• _EXERCISE REQUIREMENTS_
A) In the biosensor passage, how long are the electrochemical sensors used for continuous glucose monitoring good for?
B) Reproduce the biosensor passage word for word from "Biosensors have already" to "replaced every fortnight.".

• _SOURCE EXTRACT_
Biosensors have already been in use for years to keep track of blood sugar levels in diabetics. Continuous glucose monitoring involves electrochemical sensors under the skin and are good for around two weeks. They keep track of the glucose levels on a constant basis, sending a notice to a device or smartphone if levels spike or drop too much. Newer sensors are already in development to create more durable options that will not need to be replaced every fortnight.


Biotech On Its Way

Many biosensor technologies are not yet ready for the market, but they’re showing bright promise. For example:

Ionophore sensors: Developed by Kevin Cash at the Colorado School of Mines, these sensors are essentially optical sensors. They snap a photograph of the skin’s surface to capture the light from the skin and this translates into information that can be processed by the scientist. Each ionophore sensor is tinier than a human hair and can detect tiny changes in drug metabolization.

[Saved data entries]
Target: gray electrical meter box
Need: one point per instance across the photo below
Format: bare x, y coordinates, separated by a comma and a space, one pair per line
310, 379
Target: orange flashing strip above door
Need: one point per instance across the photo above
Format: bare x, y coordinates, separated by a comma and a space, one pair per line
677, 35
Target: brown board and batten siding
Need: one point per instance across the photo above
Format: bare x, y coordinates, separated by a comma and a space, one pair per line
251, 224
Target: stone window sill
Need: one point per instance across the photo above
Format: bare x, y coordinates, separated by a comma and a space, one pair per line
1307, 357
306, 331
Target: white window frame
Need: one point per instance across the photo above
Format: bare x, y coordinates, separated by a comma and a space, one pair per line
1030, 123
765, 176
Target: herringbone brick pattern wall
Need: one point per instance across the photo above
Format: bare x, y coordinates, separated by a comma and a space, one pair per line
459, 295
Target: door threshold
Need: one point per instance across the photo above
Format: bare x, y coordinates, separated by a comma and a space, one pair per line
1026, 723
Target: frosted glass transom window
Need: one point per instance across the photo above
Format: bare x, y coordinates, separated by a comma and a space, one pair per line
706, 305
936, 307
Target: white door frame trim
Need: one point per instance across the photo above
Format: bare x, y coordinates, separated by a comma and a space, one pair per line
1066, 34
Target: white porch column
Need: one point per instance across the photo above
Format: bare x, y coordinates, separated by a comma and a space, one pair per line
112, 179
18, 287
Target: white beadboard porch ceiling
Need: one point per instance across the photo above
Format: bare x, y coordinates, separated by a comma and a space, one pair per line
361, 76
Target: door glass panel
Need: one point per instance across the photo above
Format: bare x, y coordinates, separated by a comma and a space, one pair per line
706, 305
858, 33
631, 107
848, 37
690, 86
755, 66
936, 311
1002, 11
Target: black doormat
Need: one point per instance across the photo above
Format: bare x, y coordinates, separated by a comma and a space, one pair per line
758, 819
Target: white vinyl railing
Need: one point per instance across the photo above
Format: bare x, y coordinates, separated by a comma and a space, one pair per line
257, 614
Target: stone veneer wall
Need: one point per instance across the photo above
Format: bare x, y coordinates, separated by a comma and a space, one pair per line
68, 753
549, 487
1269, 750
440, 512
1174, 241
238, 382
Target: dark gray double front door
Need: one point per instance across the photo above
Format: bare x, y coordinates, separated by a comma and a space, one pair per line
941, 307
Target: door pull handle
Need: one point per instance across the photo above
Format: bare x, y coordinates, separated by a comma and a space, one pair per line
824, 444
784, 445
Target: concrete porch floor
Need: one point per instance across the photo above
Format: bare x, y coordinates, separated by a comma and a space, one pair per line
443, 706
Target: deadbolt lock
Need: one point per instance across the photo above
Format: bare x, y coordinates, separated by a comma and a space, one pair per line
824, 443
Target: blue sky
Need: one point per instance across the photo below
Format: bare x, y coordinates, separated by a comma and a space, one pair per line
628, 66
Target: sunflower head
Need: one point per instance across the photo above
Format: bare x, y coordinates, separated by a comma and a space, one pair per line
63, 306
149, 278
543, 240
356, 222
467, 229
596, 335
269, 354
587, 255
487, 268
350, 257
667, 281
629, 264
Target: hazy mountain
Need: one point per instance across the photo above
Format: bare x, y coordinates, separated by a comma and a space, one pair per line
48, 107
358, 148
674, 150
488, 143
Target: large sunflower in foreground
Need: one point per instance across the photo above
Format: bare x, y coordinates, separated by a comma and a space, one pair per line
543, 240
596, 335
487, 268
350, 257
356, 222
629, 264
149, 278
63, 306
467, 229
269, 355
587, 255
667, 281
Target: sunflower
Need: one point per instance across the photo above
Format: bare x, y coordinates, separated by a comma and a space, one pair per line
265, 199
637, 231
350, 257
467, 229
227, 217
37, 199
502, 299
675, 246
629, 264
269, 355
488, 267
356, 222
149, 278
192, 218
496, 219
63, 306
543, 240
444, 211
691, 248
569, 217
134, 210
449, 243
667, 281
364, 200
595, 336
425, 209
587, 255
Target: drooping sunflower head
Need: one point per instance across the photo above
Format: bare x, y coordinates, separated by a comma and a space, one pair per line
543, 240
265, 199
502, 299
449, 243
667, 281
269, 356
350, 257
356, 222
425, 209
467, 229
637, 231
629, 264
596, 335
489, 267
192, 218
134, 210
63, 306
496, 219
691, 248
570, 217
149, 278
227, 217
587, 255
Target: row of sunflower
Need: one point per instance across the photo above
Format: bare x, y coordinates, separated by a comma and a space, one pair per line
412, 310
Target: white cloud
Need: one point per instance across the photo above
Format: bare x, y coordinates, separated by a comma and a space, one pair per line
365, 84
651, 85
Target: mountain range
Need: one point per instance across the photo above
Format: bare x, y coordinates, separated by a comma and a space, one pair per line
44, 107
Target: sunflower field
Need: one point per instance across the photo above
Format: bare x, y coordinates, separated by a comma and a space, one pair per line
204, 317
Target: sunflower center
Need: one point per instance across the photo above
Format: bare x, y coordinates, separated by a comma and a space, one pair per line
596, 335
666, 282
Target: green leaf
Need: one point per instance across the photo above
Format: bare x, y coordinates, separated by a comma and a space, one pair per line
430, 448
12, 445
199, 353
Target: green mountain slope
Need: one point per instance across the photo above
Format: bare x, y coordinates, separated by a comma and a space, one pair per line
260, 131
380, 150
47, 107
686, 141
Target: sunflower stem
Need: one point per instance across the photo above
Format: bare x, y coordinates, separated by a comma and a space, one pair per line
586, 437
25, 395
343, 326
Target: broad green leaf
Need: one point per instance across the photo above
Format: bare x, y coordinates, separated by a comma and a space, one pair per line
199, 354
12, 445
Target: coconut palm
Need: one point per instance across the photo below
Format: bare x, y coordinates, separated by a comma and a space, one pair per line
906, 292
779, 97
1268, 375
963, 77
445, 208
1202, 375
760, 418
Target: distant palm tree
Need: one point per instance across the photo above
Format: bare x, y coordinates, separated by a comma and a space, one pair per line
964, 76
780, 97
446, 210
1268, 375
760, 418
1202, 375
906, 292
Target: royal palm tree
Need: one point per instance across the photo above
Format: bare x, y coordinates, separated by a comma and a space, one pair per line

• _RESPONSES TO THE TASKS_
A) They are good for around two weeks.

B)
Biosensors have already been in use for years to keep track of blood sugar levels in diabetics. Continuous glucose monitoring involves electrochemical sensors under the skin and are good for around two weeks. They keep track of the glucose levels on a constant basis, sending a notice to a device or smartphone if levels spike or drop too much. Newer sensors are already in development to create more durable options that will not need to be replaced every fortnight.